• _TASK TO COMPLETE_: Please write out every record exactly, but keep any images out of it.

[[ DATASET ENTRIES, beginning ]]

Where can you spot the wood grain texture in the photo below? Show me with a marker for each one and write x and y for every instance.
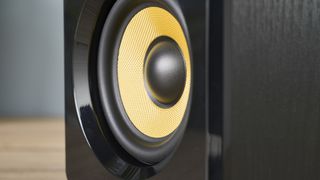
(32, 149)
(272, 71)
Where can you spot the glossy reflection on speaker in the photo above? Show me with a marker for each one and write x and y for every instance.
(129, 87)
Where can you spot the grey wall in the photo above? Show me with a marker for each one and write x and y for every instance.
(31, 58)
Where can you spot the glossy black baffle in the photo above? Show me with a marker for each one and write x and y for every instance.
(165, 72)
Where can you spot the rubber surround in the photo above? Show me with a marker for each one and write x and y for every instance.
(144, 149)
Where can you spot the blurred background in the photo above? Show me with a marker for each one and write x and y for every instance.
(32, 90)
(31, 58)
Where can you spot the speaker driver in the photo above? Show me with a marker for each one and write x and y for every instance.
(144, 77)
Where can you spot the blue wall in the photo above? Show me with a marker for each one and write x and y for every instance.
(31, 58)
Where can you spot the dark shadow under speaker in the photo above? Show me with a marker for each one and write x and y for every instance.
(135, 86)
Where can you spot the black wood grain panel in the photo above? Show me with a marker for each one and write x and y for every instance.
(272, 70)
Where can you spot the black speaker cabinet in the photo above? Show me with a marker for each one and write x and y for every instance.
(192, 89)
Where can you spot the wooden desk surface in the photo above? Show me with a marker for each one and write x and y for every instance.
(32, 149)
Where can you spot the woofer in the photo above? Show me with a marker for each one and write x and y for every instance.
(129, 89)
(148, 130)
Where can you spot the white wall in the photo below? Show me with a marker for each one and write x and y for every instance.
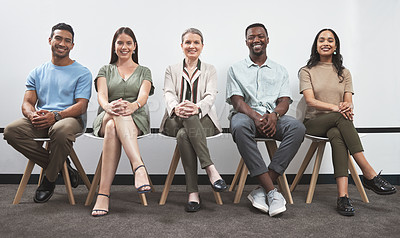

[[ DATASET ENTRIES, end ]]

• _SOLUTION FOR THIS PROBLEM_:
Where can you spot the wood grain texture in the photo below? Show me with a marker for each one and write x and y for every instance.
(32, 149)
(272, 71)
Where can you spot the glossy reflection on speaker in the photo above? Show me with a marker for each one and write x and y for every instance.
(129, 87)
Where can you spot the grey wall in the photo above? Show me with a marker for each one and write x and y for every instance.
(31, 58)
Where can you spot the glossy black baffle in the photo above? Show me with a marker for each one and write x and y for every instance.
(165, 72)
Where can you spot the rubber surround in the photo above? Show me with a marker for each one and write x and y for every instance.
(144, 149)
Where can you spot the blurred background in the photo above? Show me with a marker for each one and write x and y for every instance.
(32, 90)
(31, 58)
Where can you spot the speaker driver in the photo above? Show me with a marker for each one and write x and y for every instance.
(144, 77)
Where can you spot the blue wall in the photo above? Show me with a marker for each one and write x and y for every instance.
(31, 58)
Where can you spot the dark shadow under speaker in the photo above? Show me with a marker for each one and write x and y for every instance.
(135, 86)
Where can you spot the black wood grain panel in the photo above? Show me with a marker for each one and write x and y for every instance.
(272, 70)
Where can you spot the black speaker cabinet in the photo above? Show me with a marker for each one and write x and y for every instance.
(192, 89)
Where can you spot the wooden desk surface in the photo above? Show me with a marker for each one and write x and y for every instance.
(32, 149)
Where can you spot the woofer in the photo above? Show me with a marker for each one and write x and y for every instance.
(129, 89)
(148, 130)
Where can you spot the white wall in the photo below? Show me with a marker for each one and write x and y for every instance.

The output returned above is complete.